* MATERIAL PROVIDED *
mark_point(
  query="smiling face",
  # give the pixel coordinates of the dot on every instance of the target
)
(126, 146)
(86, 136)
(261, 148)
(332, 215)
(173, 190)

* EXERCISE REQUIREMENTS *
Reproduce the material above verbatim, keeping every line in its original order and form.

* RESULT *
mark_point(
  query="smiling face",
  # give the pixel coordinates of the dot on every instance of the target
)
(126, 146)
(86, 136)
(261, 148)
(332, 215)
(173, 190)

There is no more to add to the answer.